▶ _Action item_
Take the records below and write them out again exactly.

Extracted records:
☆ ☆ ☆ ☆
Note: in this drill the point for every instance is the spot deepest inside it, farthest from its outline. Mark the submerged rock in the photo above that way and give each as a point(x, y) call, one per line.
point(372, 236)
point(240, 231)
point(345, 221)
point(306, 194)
☆ ☆ ☆ ☆
▶ _Answer section_
Note: in this drill the point for every instance is the spot deepest inside it, farthest from its outline. Mark the submerged rock in the photo above that way and give each as a point(x, y) call, one per line.
point(372, 236)
point(240, 231)
point(345, 221)
point(306, 194)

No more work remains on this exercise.